* _Tasks and exercises_
1. In the text on disease-detecting dogs, how do the dogs usually alert people when working with them?
2. From the text on disease-detecting dogs, reproduce everything from "Basically, dogs are" down to "with their paw.".

=== Reading text ===

Early detection is critical to improving the prognosis of diseases such as cancer. In the same way, anticipating blood sugar fluctuations in the case of diabetics, or detecting the onset of epileptic seizures is a very important benefit. Such detection dogs contribute to a significant improvement in the quality of life of those affected by these diseases. In addition, it helps scientists to identify biomarkers with which to later develop tests to facilitate early diagnosis.
Basically, dogs are taught to look for the characteristic chemical component of the disease. To do this, they are offered samples of feces, urine, blood, saliva or tissues, so that they learn to recognize the smells that they will later have to discern from smells associated with a specific disease. If they recognize a characteristic scent, they sit or stand in front of the sample to inform that they are detecting the specific odor. When they work with people, they usually warn them by touching them with their paw.
Training in this discipline lasts several months and, of course, is done by professionals. In view of all this scientific evidence, it is not surprising that in the current situation scientists have wondered if dogs detect the coronavirus.
Can Dogs Detect Coronavirus?
After years of experience in detecting diseases, it is not risky to entertain the idea that dogs can detect the coronavirus. In fact, researchers at the University of Helsinki have just completed preliminary tests in which they have verified this canine ability. Their results further indicate that specifically trained dogs are able to detect the disease faster and with more sensitivity than the tests that are currently being used.

=== Material shown ===

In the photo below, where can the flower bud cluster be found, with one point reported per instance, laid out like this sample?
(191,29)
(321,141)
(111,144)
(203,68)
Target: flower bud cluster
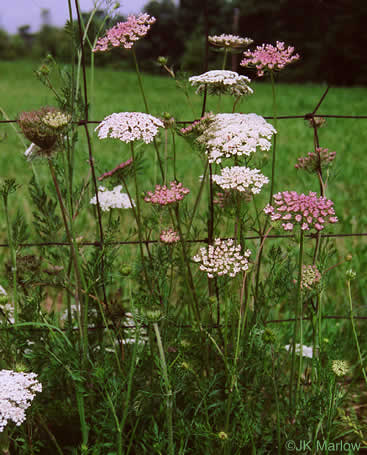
(231,135)
(306,350)
(269,58)
(43,127)
(17,391)
(310,212)
(124,34)
(56,120)
(169,236)
(310,276)
(113,199)
(222,258)
(315,160)
(229,41)
(164,195)
(129,127)
(220,82)
(241,178)
(340,367)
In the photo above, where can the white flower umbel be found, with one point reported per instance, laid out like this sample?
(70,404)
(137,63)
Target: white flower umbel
(17,391)
(241,178)
(113,199)
(236,134)
(222,82)
(229,41)
(129,127)
(222,258)
(306,350)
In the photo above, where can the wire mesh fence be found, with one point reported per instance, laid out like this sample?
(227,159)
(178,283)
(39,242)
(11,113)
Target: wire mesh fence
(100,243)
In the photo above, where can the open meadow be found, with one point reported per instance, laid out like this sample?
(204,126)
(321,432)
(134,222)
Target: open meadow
(203,368)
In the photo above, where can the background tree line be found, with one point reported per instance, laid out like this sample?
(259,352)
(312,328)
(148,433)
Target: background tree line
(330,36)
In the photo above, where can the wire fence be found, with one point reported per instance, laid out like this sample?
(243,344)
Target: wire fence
(209,239)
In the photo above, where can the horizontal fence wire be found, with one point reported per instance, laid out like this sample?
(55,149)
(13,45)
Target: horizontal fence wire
(178,326)
(204,240)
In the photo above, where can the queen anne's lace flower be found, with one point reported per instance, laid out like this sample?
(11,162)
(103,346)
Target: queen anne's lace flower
(17,391)
(236,134)
(269,58)
(310,212)
(229,41)
(113,199)
(129,127)
(340,367)
(310,276)
(164,195)
(306,350)
(222,258)
(222,82)
(124,34)
(169,236)
(241,178)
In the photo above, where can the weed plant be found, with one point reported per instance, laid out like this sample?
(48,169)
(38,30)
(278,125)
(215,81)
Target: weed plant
(202,333)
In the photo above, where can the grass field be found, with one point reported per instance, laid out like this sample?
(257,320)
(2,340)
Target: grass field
(116,91)
(256,364)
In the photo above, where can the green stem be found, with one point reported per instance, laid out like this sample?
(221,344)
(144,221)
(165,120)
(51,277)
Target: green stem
(140,81)
(225,59)
(13,256)
(138,218)
(169,395)
(274,137)
(196,204)
(298,320)
(355,332)
(188,268)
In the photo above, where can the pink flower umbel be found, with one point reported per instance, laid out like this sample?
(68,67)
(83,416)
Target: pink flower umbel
(124,34)
(269,58)
(164,195)
(169,236)
(309,212)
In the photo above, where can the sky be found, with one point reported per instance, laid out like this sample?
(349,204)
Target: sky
(15,13)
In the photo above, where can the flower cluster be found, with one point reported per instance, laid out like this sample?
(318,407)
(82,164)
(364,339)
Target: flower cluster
(315,160)
(113,199)
(17,391)
(169,236)
(198,126)
(340,367)
(222,258)
(124,34)
(236,134)
(310,276)
(241,178)
(164,195)
(269,58)
(306,350)
(39,126)
(310,212)
(229,41)
(222,82)
(115,171)
(129,127)
(56,120)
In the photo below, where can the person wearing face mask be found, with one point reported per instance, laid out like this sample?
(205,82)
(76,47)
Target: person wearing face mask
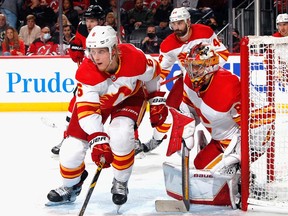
(151,43)
(281,25)
(44,45)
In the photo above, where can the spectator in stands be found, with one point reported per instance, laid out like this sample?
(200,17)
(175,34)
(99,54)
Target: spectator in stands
(152,4)
(139,17)
(12,44)
(29,32)
(281,25)
(44,45)
(236,41)
(68,36)
(161,19)
(111,20)
(81,6)
(45,15)
(102,3)
(151,43)
(71,13)
(93,16)
(56,28)
(10,10)
(3,27)
(54,4)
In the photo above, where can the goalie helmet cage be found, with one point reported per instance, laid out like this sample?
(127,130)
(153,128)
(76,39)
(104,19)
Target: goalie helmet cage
(264,123)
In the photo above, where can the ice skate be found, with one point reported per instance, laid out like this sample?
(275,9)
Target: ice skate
(63,195)
(119,192)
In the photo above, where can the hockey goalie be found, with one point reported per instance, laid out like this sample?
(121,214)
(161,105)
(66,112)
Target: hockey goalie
(212,97)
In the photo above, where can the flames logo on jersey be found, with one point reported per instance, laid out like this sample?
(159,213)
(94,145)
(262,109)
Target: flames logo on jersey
(182,57)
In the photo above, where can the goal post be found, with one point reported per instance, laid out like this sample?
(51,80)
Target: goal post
(264,123)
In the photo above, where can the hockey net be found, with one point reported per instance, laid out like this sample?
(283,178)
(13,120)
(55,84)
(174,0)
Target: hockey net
(264,123)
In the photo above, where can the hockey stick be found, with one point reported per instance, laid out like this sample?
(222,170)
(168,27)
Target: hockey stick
(92,186)
(176,205)
(185,175)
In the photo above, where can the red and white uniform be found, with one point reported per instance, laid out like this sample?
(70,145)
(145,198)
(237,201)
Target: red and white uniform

===

* _Exercise results_
1. They usually warn them by touching them with their paw.

2.
Basically, dogs are taught to look for the characteristic chemical component of the disease. To do this, they are offered samples of feces, urine, blood, saliva or tissues, so that they learn to recognize the smells that they will later have to discern from smells associated with a specific disease. If they recognize a characteristic scent, they sit or stand in front of the sample to inform that they are detecting the specific odor. When they work with people, they usually warn them by touching them with their paw.